Data lines

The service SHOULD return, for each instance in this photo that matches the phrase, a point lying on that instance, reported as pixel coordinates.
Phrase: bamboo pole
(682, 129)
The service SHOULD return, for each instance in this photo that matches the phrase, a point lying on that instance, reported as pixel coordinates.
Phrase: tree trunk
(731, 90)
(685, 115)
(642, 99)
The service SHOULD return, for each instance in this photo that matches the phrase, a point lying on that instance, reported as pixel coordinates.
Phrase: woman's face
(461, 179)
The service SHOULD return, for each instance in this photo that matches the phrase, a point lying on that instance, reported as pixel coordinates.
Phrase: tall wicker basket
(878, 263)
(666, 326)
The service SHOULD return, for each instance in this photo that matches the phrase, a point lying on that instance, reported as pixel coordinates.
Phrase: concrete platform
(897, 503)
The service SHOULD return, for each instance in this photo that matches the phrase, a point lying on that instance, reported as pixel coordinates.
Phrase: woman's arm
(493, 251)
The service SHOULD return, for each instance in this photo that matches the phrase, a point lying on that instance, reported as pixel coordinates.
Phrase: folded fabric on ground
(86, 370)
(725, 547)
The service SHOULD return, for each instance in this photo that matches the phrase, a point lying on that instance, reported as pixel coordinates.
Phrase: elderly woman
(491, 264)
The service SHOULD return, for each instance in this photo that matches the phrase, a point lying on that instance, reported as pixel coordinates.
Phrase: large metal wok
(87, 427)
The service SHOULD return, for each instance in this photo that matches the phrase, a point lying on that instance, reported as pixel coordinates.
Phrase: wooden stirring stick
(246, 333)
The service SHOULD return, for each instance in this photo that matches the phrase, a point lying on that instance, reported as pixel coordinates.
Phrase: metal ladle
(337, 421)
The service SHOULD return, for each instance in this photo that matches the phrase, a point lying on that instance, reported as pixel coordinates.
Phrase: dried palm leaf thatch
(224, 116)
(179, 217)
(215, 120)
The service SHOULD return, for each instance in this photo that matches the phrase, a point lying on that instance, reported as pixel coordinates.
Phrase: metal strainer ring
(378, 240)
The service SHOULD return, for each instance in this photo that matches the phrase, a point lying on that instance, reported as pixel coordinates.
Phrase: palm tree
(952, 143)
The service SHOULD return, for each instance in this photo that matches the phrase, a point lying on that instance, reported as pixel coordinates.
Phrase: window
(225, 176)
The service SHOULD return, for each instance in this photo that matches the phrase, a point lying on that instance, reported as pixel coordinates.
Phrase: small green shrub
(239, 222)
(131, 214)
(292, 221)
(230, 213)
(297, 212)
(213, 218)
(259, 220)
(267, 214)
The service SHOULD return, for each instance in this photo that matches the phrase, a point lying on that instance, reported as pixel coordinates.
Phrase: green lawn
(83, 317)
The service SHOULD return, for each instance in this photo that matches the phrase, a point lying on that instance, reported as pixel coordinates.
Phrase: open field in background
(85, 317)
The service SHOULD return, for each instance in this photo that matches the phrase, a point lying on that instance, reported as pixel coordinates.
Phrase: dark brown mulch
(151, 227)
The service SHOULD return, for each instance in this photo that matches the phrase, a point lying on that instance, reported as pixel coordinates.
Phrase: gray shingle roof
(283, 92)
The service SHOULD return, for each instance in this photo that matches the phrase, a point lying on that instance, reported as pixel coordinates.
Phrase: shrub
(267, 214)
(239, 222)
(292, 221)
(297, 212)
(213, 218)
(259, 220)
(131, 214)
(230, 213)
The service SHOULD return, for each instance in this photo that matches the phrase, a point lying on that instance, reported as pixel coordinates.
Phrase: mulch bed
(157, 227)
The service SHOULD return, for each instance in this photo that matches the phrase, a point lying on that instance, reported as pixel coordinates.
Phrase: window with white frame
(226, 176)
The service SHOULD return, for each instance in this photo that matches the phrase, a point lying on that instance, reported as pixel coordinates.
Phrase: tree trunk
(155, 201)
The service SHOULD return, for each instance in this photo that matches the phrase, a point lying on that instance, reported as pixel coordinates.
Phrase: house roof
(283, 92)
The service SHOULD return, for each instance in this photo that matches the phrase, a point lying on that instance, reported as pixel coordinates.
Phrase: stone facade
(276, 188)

Task requirements
From the data above, pick out every line that contains the string "woman", treating uppercase and lowercase as different.

Written solution
Phrase: woman's face
Phrase: woman's arm
Phrase: elderly woman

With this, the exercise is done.